Can you convert the material from the line containing "the lake in" through the line containing "[0,0,468,107]" into a Markdown table with columns n and Line, numbering each row and leaving out blank lines?

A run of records
####

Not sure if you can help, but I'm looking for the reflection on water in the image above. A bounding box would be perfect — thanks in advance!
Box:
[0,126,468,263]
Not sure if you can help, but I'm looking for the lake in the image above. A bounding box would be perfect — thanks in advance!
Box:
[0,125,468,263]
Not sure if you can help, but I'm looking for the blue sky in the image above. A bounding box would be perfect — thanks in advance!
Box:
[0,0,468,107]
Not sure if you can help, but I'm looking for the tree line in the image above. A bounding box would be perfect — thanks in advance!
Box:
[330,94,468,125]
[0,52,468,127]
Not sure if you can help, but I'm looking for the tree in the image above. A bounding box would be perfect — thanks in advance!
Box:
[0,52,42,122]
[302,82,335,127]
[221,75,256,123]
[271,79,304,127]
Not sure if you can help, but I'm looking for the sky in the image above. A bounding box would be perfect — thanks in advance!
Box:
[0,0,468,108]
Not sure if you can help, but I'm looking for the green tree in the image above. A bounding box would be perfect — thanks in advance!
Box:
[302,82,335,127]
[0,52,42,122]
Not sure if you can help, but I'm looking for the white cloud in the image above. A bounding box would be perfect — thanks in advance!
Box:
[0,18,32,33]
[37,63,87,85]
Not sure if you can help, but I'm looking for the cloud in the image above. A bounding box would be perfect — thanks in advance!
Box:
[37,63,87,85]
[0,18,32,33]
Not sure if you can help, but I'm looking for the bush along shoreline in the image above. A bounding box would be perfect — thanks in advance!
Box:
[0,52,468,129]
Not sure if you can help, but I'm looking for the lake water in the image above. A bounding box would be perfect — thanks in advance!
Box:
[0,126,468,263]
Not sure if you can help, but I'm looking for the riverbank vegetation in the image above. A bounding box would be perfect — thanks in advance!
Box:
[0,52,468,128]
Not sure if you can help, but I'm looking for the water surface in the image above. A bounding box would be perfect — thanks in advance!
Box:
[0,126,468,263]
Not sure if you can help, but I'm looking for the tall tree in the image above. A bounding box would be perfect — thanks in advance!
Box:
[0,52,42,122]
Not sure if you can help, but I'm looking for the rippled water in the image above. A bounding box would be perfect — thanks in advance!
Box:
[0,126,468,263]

####

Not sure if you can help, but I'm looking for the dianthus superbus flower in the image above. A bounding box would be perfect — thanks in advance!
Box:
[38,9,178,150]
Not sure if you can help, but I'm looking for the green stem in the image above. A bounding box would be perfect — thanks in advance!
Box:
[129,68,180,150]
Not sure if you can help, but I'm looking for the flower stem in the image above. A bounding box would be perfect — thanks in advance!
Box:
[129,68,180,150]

####

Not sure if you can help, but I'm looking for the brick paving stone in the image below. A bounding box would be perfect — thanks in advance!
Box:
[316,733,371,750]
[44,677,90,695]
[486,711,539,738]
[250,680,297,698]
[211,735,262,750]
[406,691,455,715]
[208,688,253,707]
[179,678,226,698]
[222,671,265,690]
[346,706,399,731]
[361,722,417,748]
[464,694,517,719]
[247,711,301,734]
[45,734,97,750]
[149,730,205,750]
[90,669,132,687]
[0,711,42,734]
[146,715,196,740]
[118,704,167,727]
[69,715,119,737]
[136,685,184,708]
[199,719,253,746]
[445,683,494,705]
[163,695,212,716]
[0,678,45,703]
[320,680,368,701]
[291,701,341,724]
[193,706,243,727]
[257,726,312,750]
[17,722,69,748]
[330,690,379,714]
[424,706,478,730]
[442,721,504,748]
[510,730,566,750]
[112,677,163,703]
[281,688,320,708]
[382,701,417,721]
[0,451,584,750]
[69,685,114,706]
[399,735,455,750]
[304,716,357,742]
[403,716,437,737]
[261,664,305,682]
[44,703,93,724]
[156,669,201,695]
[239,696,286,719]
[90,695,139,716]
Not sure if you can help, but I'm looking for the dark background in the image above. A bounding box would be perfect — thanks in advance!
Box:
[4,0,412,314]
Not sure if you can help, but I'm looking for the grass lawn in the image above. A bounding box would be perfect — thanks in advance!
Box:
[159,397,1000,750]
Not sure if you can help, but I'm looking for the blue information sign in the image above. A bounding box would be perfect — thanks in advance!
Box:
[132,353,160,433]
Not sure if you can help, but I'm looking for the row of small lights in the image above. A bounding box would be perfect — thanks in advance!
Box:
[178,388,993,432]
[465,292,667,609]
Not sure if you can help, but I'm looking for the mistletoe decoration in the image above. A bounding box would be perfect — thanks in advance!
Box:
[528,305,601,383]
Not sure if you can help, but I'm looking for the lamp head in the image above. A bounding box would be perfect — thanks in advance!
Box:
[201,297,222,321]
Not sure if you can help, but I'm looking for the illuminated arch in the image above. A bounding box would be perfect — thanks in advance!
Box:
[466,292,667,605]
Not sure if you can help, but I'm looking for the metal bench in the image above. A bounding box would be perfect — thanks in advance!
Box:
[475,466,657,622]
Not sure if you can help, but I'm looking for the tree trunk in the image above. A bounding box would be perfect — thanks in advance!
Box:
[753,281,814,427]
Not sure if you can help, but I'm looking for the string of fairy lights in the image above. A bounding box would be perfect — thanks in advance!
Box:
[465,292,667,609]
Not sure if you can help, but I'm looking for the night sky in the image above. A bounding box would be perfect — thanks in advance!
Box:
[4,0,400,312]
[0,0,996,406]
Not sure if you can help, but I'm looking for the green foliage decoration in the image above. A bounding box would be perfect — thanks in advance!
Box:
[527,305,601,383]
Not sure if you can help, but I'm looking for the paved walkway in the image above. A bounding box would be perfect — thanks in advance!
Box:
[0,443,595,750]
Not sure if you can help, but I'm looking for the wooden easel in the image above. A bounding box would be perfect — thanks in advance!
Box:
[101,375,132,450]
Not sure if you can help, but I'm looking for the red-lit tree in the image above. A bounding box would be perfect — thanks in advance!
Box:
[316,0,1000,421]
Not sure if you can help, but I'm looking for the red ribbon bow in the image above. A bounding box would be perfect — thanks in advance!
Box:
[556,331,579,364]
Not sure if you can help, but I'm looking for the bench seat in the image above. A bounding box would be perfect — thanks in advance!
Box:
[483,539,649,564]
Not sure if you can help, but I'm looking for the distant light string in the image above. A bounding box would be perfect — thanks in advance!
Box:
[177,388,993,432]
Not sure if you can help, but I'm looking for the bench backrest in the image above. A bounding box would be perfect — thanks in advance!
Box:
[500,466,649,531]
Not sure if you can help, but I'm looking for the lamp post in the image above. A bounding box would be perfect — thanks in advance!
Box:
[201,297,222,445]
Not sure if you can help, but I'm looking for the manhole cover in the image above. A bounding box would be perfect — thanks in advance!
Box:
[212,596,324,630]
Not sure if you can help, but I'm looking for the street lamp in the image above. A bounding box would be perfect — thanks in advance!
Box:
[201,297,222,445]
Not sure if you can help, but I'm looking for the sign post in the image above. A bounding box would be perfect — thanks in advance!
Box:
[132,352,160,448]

####

◆ **Full response**:
| n | Line |
|---|---|
| 1 | Not sure if you can help, but I'm looking for the lake in the image above. A bounding box would be perfect — thanks in advance! |
| 2 | Box: |
| 3 | [0,125,468,263] |
| 4 | Not sure if you can help, but I'm looking for the blue sky in the image above. A bounding box would be perfect — thanks in advance! |
| 5 | Box: |
| 6 | [0,0,468,107] |